Please repeat the lines below, exactly and only, from the one that holds "Wildlife-survey tagging: tag each instance of the rock" through the one that holds "Wildlife-survey tagging: tag each instance of the cluster".

(DATA SUPPLIED begins)

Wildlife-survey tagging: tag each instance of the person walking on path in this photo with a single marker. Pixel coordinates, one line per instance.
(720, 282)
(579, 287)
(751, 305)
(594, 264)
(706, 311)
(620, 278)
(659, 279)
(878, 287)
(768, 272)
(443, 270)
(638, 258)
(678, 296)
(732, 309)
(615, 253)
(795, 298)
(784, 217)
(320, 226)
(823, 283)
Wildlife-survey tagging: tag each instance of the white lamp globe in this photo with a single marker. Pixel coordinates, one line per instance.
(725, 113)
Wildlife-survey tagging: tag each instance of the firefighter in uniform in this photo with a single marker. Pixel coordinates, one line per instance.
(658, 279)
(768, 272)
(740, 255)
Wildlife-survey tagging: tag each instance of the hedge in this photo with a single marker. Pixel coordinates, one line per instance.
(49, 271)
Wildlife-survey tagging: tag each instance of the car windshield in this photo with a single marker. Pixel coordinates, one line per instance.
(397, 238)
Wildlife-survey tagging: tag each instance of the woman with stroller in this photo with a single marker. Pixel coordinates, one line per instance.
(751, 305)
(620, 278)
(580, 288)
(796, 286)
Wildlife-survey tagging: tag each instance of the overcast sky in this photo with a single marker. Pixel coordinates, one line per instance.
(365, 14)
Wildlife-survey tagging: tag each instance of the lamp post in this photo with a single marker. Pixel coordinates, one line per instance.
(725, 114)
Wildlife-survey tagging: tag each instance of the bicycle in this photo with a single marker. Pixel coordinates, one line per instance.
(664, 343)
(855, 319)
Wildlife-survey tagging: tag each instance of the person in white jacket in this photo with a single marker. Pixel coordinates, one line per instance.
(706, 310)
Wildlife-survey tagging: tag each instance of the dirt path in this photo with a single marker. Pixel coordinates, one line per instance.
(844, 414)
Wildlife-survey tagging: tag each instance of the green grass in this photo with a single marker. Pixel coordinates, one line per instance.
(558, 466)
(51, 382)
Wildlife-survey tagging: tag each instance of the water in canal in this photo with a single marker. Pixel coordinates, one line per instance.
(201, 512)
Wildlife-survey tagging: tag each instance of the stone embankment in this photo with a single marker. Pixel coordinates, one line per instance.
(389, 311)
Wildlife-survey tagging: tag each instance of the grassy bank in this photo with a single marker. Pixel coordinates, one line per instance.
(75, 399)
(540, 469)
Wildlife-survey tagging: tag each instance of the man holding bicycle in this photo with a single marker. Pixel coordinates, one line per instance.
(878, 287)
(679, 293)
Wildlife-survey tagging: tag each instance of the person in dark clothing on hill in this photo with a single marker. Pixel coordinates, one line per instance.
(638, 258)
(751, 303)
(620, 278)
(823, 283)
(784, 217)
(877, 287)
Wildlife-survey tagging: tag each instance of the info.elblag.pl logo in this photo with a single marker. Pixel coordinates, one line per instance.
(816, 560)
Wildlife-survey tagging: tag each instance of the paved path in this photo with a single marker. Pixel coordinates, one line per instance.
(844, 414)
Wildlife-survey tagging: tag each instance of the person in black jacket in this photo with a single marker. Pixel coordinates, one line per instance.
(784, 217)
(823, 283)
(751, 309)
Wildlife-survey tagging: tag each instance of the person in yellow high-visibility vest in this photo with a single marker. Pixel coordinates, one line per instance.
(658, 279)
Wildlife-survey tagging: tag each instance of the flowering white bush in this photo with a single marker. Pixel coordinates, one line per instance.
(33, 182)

(DATA SUPPLIED ends)
(DATA SUPPLIED begins)

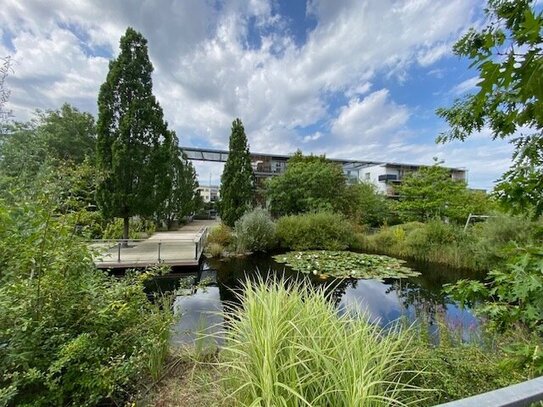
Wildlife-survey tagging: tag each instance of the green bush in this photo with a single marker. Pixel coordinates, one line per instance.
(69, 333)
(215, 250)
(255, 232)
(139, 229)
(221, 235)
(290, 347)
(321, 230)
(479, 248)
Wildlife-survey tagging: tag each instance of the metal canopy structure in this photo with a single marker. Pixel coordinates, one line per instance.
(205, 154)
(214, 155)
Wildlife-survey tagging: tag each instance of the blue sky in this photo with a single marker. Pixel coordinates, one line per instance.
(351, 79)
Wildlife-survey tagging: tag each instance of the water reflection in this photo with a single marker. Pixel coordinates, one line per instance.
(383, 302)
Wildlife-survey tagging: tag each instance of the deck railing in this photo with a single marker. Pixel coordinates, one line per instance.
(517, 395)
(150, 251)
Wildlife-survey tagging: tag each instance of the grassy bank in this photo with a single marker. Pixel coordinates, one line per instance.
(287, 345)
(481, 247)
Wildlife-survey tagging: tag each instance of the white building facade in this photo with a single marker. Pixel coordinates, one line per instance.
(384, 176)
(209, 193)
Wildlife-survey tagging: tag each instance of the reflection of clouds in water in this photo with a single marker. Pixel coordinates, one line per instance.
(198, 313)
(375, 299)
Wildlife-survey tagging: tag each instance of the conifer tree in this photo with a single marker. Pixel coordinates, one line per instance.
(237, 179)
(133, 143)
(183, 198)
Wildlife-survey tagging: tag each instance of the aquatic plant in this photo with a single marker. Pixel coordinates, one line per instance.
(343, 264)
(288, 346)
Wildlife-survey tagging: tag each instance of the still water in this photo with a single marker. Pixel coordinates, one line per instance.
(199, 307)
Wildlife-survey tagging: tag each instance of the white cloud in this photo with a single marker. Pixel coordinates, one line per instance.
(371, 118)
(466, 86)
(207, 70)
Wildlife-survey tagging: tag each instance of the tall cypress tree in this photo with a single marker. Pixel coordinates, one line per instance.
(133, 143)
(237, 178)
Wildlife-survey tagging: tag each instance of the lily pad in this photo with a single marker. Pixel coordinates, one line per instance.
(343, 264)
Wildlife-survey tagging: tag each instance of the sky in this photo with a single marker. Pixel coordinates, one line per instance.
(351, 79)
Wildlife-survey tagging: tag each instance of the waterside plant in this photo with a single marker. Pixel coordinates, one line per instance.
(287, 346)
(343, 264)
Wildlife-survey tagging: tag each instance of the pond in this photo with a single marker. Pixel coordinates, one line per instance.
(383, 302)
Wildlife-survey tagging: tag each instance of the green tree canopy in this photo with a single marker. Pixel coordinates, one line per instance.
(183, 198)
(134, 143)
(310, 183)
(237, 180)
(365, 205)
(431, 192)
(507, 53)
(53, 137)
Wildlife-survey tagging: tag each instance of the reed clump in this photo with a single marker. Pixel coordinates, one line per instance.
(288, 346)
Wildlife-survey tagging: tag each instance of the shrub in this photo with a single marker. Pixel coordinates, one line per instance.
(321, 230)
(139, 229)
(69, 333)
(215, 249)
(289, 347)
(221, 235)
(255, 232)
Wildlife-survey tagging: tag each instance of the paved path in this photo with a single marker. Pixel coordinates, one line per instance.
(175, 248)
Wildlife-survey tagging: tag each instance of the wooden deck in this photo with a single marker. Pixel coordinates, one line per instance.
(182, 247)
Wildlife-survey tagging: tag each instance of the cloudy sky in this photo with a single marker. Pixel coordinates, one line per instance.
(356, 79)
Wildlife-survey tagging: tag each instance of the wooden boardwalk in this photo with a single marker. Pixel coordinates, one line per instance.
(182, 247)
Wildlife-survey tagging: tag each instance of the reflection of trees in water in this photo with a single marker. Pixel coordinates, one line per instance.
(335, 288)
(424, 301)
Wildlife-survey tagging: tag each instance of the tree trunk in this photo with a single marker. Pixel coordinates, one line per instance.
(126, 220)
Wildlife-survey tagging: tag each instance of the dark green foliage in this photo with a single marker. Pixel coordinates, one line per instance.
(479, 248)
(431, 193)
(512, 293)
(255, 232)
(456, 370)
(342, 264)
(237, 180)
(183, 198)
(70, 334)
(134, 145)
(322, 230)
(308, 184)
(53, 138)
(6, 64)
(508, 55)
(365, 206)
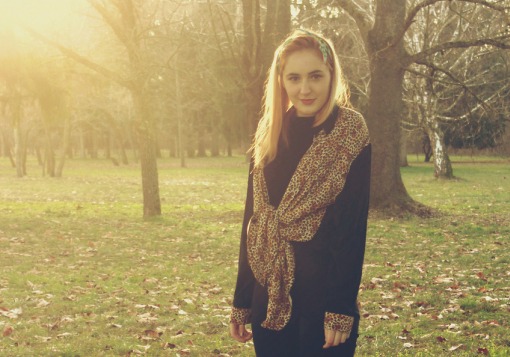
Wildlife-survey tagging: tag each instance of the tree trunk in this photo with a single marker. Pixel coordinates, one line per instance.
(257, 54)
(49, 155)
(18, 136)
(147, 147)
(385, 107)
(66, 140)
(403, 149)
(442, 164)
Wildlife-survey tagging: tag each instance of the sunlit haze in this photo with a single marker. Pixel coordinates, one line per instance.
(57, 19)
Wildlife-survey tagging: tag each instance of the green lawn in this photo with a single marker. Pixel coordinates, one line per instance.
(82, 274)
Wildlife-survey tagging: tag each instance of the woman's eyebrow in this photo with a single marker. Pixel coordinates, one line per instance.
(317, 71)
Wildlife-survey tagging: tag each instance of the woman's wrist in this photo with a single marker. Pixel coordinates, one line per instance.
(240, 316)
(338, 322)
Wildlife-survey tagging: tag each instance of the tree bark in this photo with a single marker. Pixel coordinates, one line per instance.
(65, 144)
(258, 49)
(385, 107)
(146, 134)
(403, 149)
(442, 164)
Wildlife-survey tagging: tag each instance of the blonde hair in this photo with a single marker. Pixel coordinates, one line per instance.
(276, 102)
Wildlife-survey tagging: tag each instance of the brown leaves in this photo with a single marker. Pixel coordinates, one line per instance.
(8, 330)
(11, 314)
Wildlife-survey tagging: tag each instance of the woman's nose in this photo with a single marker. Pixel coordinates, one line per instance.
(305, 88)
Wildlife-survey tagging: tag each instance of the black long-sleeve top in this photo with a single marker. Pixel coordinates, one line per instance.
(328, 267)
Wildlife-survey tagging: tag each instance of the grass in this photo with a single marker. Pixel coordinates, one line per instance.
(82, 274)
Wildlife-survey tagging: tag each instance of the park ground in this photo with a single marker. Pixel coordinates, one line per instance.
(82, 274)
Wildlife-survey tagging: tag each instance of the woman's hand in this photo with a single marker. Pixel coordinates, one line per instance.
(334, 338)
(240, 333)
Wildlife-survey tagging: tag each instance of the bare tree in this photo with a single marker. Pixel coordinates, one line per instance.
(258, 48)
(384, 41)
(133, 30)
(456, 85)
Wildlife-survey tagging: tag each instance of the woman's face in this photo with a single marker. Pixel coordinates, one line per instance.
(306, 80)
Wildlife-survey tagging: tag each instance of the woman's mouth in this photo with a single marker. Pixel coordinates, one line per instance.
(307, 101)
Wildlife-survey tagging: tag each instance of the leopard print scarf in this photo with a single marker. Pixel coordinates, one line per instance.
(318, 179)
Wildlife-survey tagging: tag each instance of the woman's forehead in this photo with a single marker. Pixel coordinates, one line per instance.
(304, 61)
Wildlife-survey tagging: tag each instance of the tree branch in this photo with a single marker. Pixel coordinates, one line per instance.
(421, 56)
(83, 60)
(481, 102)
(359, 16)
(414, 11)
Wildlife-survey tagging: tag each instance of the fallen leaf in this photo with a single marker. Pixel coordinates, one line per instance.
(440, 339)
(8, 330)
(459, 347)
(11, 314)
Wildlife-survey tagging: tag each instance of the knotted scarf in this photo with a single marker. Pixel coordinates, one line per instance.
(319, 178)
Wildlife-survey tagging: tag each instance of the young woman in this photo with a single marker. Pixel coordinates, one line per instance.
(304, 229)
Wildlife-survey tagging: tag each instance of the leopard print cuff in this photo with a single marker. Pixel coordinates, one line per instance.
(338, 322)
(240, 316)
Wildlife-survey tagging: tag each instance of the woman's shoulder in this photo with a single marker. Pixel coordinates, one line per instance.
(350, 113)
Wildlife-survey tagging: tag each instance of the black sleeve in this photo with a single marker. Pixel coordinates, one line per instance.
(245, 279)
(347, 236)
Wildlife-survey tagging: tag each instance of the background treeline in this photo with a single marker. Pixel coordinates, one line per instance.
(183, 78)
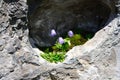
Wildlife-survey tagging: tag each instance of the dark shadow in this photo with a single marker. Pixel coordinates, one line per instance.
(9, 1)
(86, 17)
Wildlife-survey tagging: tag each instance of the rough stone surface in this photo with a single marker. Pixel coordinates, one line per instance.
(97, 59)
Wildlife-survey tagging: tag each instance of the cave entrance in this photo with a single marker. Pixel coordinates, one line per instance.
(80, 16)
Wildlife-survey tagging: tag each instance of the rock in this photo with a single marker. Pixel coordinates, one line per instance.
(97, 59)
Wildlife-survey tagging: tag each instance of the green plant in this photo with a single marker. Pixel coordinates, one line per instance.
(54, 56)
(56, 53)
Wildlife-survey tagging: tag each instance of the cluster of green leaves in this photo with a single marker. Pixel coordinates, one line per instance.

(DATA SUPPLIED ends)

▶ RESPONSE TO THIS TASK
Wildlife-survey tagging: tag each instance of the rock in this photo with a single marker. Pixel coordinates, one line per instance.
(97, 59)
Wildlife-survey tagging: tag each instance of the green plant in this photo with a single marker. Pixel coordinates, one line per instance.
(54, 56)
(56, 53)
Wildlife-survey tagging: tag each instance of the cluster of green leaves in this photo with a single marker. Pixel coordinates, one line per instance.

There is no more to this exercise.